• [Texte fourni]
1969 est aussi l’année des « meubles fétiches » qu’Allen Jones a produits : le Hat Stand, Table and Chair. Des
représentations féminines à quatre pattes et grandeur nature habillées en tenue
bondage qui sont aussi animées que des mannequins de vitrine, servant véritablement
de table basse. Deux Table accueillent
le visiteur pour cette exposition d’Allen
Jones RA à la Royal Academy of Arts.
Ces trois œuvres fades et impersonnels évoquant l’érotisme standardisé ont défini,
moulé et « condamné » Allen Jones tout au long de ses cinquante années
de carrière artistique.
Une malchance alors qu’il produisait son travail en même temps que le féminisme
s’émancipait. Certaines de ses expos ont subi le blocus d’activistes féministes
comme aujourd’hui certains activistes antiracistes bloquent l’exposition Exhibit B.
Table, 1969
Image courtesy the artist. © Allen Jones
Etant moi-même une féministe à mi-temps, je ne me suis pas forcement sentie
très à l’aise la première fois que j’ai vu sa Chair et je n’ai pas cherché à creuser davantage son travail. J’ai
relevé le défi et rejoint la présentation presse à la RA, quelques semaines plus tôt.

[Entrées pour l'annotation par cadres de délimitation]
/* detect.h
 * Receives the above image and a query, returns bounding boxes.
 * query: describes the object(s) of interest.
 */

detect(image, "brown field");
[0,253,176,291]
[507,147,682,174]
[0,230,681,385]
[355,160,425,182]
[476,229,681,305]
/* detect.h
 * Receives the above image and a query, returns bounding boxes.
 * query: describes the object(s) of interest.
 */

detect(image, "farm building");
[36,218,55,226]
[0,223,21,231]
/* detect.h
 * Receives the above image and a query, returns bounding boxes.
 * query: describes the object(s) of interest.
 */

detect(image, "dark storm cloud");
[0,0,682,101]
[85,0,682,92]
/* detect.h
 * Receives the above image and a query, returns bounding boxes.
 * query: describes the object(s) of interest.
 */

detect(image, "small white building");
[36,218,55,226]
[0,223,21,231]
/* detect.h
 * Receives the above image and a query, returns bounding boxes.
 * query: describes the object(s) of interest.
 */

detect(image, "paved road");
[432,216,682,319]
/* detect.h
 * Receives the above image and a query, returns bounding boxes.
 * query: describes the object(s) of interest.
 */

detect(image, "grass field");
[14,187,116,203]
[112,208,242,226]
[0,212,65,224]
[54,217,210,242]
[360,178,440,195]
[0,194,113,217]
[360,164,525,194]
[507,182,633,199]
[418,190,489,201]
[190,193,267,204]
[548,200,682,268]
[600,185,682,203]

• [Consignes de travail]
**A)** Selon le texte sur Allen Jones, en quelle année l'artiste a-t-il produit ses « meubles fétiches » ?
**B)** Poursuivez le texte sur Allen Jones après sa dernière phrase.
Ces enregistrements proviennent d'une autre source que le texte.

• [Résultats de l'exercice]
**A)** En 1969.

**B)**
Ce vétéran de la pop britannique, Allen Jones, est-il un artiste qui
chosifie la femme ou un artiste controverse se servant des femmes pour pointer
du doigt l’image qu’en fait la société de consommation ?
Allen Jones a étudié à la Royal College of Art, à Londres dans les années 60. Parmi les étudiants
de cette époque se trouvaient David
Hockney RA, Patrick Caulfied, Derek Boshier, Peter Phillips RA et Ron
Kitaj. Leurs images discordantes étaient une réappropriation de la culture
populaire, transformant le banal en images contemporaines vibrantes : un
nouveau langage visuel naissait alors qu’ils utilisaient des figures humaines
au centre même de leur travail. Dans le récent documentaire Hockney, David explique ce besoin de rompre
avec le conventionnel.
Allen Jones s’est rendu pour la première fois aux US en 1964-65 où il
s’abreuvait d’artistes comme Roy
Lichtenstein, Andy Warhol, Tom Wesselmann, Ed Ruscha et Mel Ramos.
Dès le début de sa carrière, il s’acoquinait avec Roman Polanski, The Beatles,
Elton John, Johnny Rotten ou encore Adam
Ant.
Exhibition general view of a room
Très clairement, Allen Jones n’avait aucune intention de produire des
boites de soupe à l’infini à partir de cette culture populaire. Son inspiration
d’alors et d’aujourd’hui puise dans sa fascination pour les femmes ; leur façon
d’être représentée dans les masses medias tout en véhiculant un message ambigu.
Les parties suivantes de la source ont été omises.